**Excerpt to read**

########

Skip to content

sanjaradylov/moleculegen-ml

Repository files navigation

moleculegen

moleculegen release PythonVersion issues

Moleculegen-ML [1] is a Python package for de novo drug design based on generative language modeling. It comprises tools for molecular data processing, SMILES-based language modeling (recurrent networks, autoregressive transformers, convolutional networks) and transfer learning.

Documentation

For now, our wiki serves as a documentation (or rather a user guide) for the project. Our paper [1] is a survey of various machine learning methods for SMILES-based molecule generation.

If you find Moleculegen-ML useful in your research, please consider citing [1].

Installation

It is convenient to set up dependencies using environment management systems like conda or virtualenv. We use the latest stable version of Ubuntu to test our project.

Download, install, and set up Miniconda.

Create a new environment and install dependencies (see environment.yml and requirements.txt):

$ conda env create -f environment.yml
$ conda activate moleculegen

If you wish to run experiments on GPU (recommended), please install CUDA (we use version 10.1) and run

$ pip install -r requirements.txt

And finally, install the package:

$ pip install git+https://github.com/sanjaradylov/moleculegen-ml.git

Usage

See wiki for feature overview and documentation.

########

**Exercise description**
From the Moleculegen-ML page, extract the passage between "Repository files navigation" and "and transfer learning.", inclusive, word for word.

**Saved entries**
########

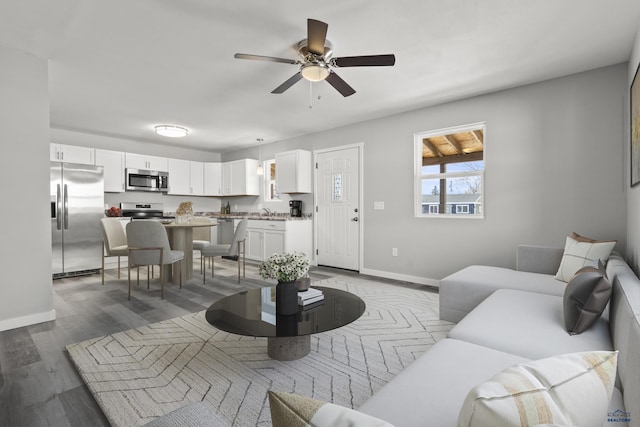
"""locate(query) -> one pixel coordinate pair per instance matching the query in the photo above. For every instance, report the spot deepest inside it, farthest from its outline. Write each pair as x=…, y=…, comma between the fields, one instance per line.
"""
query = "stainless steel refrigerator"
x=77, y=204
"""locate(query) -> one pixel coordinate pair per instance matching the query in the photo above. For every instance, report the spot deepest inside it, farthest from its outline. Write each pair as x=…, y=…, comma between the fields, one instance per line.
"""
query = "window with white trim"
x=449, y=178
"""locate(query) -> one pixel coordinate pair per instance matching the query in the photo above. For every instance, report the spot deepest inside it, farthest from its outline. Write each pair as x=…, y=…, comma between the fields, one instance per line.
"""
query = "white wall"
x=25, y=253
x=633, y=199
x=553, y=165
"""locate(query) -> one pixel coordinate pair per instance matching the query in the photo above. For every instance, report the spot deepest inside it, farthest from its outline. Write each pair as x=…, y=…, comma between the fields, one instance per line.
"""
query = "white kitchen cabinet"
x=293, y=172
x=112, y=163
x=142, y=161
x=179, y=176
x=71, y=154
x=185, y=177
x=239, y=178
x=212, y=179
x=267, y=237
x=197, y=178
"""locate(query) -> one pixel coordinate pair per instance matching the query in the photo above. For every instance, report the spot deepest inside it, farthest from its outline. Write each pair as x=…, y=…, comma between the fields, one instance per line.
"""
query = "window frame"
x=419, y=176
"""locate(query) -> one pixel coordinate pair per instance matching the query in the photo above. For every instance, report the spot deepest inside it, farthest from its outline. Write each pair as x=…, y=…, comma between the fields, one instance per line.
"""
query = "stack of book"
x=310, y=296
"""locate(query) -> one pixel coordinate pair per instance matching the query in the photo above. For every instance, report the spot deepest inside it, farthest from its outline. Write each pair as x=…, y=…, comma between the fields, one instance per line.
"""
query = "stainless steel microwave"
x=144, y=180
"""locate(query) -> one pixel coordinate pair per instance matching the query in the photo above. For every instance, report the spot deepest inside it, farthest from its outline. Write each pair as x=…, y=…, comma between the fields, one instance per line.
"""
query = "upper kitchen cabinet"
x=71, y=154
x=112, y=163
x=293, y=172
x=186, y=177
x=240, y=178
x=142, y=161
x=213, y=179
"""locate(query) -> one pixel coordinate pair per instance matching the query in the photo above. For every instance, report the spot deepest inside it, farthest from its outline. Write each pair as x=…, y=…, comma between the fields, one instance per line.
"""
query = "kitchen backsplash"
x=242, y=204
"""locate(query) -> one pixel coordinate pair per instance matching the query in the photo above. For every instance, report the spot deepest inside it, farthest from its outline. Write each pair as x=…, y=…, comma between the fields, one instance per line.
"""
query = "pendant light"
x=260, y=170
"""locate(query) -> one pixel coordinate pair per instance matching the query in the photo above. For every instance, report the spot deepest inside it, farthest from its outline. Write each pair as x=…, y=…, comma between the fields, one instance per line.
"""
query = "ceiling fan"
x=316, y=60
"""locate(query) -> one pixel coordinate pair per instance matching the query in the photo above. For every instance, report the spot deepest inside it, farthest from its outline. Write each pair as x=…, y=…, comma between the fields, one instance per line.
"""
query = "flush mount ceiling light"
x=171, y=131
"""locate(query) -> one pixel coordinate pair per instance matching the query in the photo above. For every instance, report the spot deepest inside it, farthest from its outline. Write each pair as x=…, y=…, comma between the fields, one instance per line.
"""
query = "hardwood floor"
x=39, y=385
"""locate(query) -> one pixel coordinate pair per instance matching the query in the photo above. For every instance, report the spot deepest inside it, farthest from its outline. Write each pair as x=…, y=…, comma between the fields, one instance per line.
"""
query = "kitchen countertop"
x=240, y=215
x=250, y=215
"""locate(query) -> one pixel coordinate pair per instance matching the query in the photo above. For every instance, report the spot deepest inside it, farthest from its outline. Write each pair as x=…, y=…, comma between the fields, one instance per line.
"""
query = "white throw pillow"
x=293, y=410
x=578, y=254
x=570, y=389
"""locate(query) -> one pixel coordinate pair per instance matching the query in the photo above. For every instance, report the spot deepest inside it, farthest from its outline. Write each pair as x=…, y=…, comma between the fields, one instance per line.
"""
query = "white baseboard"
x=402, y=277
x=31, y=319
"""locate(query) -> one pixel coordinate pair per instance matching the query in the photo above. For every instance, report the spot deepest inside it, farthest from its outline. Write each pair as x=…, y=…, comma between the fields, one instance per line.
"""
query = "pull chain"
x=311, y=95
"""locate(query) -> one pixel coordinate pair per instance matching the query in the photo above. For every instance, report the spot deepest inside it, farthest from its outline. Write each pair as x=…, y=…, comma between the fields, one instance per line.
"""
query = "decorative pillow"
x=292, y=410
x=585, y=298
x=570, y=389
x=579, y=238
x=578, y=254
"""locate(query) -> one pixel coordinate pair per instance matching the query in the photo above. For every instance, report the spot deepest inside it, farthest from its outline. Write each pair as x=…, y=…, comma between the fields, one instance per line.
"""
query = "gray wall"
x=633, y=199
x=24, y=170
x=553, y=165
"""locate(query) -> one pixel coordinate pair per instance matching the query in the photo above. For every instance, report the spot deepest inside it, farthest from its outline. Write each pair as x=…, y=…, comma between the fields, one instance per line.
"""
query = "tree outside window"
x=450, y=172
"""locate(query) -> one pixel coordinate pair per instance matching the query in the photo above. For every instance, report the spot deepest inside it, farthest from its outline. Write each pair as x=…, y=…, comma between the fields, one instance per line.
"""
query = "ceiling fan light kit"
x=315, y=72
x=171, y=131
x=316, y=60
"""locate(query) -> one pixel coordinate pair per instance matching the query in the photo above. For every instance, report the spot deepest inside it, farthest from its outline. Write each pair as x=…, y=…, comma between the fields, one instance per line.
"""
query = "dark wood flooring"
x=39, y=385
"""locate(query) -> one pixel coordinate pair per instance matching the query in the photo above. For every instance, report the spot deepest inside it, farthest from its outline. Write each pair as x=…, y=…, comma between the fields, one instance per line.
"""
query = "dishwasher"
x=226, y=229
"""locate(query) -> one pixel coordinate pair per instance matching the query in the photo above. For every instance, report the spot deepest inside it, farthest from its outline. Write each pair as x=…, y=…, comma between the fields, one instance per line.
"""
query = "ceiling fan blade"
x=316, y=36
x=286, y=85
x=365, y=61
x=264, y=58
x=340, y=85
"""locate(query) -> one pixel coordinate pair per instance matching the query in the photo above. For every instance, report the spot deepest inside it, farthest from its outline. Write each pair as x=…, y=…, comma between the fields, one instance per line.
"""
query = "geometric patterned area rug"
x=146, y=372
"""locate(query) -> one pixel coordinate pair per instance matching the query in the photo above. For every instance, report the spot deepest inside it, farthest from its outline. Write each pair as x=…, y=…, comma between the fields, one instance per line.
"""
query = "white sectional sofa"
x=507, y=317
x=504, y=318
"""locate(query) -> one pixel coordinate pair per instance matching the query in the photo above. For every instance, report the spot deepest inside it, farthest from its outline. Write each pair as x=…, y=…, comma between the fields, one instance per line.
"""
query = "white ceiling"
x=119, y=67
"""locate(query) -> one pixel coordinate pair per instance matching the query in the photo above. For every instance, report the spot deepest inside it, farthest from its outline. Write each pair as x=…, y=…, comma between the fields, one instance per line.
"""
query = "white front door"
x=338, y=208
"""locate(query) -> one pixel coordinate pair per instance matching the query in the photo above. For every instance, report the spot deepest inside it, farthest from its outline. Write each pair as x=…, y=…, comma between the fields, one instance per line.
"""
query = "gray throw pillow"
x=585, y=298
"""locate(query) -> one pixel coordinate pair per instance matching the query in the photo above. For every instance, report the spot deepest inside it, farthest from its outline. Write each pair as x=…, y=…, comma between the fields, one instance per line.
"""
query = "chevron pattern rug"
x=140, y=374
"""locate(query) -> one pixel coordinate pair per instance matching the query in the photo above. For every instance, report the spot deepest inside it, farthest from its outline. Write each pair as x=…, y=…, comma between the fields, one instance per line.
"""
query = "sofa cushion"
x=527, y=324
x=431, y=390
x=585, y=298
x=293, y=410
x=578, y=254
x=570, y=389
x=463, y=290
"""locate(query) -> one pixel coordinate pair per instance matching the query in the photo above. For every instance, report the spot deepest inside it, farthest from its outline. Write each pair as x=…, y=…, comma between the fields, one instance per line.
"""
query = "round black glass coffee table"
x=253, y=313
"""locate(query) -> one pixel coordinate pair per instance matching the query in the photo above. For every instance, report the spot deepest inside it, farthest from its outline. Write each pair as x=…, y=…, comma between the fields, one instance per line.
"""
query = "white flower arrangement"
x=285, y=267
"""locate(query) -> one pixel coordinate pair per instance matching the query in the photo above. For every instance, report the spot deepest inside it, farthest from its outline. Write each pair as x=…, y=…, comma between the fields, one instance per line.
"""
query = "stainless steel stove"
x=141, y=210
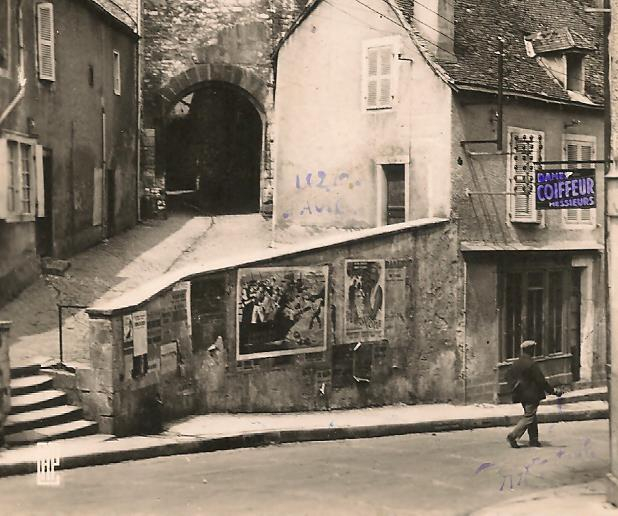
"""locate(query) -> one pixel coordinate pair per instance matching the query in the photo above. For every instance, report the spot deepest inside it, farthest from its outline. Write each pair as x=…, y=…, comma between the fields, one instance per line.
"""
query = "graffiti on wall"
x=281, y=311
x=327, y=194
x=364, y=300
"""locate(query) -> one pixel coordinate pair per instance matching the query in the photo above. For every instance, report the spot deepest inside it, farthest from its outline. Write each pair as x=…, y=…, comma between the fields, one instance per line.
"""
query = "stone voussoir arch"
x=189, y=80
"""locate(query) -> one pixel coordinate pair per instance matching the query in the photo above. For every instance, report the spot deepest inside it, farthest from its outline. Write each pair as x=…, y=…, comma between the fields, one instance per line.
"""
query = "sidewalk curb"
x=257, y=439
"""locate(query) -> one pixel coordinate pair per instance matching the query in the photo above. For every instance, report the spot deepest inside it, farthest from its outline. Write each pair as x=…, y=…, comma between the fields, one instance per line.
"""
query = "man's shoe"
x=512, y=441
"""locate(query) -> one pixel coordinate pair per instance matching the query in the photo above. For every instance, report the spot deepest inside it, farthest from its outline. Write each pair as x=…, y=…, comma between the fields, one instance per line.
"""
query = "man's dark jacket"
x=527, y=381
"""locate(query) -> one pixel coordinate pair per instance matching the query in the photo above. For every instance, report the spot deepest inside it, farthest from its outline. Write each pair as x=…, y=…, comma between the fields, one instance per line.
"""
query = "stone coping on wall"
x=562, y=245
x=133, y=299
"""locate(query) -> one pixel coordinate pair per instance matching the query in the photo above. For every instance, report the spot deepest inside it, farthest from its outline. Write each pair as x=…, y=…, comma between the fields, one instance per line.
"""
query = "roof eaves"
x=420, y=45
x=531, y=96
x=311, y=5
x=116, y=12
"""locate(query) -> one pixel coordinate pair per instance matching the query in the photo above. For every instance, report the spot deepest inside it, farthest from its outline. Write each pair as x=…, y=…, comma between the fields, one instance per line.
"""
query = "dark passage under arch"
x=213, y=146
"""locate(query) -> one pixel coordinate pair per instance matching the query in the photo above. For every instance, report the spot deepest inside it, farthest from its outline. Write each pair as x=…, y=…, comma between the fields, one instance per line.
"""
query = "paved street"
x=117, y=266
x=425, y=474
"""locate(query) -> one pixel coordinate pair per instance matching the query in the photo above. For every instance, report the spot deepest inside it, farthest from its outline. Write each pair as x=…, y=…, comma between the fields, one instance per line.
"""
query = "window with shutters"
x=526, y=148
x=19, y=169
x=116, y=73
x=579, y=148
x=45, y=42
x=380, y=73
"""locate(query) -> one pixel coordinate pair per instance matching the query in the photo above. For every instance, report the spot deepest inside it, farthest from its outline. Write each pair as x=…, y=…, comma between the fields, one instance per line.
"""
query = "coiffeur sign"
x=560, y=189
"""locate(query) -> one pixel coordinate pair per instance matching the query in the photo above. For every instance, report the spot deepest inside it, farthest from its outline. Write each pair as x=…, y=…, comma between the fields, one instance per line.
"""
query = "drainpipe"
x=138, y=134
x=20, y=69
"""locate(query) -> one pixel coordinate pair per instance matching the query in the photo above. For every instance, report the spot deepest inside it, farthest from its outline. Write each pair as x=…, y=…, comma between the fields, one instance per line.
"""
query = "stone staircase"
x=39, y=412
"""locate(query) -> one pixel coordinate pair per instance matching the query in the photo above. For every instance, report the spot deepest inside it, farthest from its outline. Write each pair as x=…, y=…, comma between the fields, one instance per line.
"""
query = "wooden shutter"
x=524, y=151
x=586, y=152
x=39, y=181
x=578, y=151
x=386, y=67
x=372, y=78
x=4, y=179
x=45, y=35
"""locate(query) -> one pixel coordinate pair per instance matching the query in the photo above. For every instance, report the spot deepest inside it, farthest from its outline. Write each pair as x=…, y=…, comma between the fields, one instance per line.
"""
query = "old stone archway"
x=213, y=138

########

**Response below**
Repository files navigation

moleculegen

moleculegen release PythonVersion issues

Moleculegen-ML [1] is a Python package for de novo drug design based on generative language modeling. It comprises tools for molecular data processing, SMILES-based language modeling (recurrent networks, autoregressive transformers, convolutional networks) and transfer learning.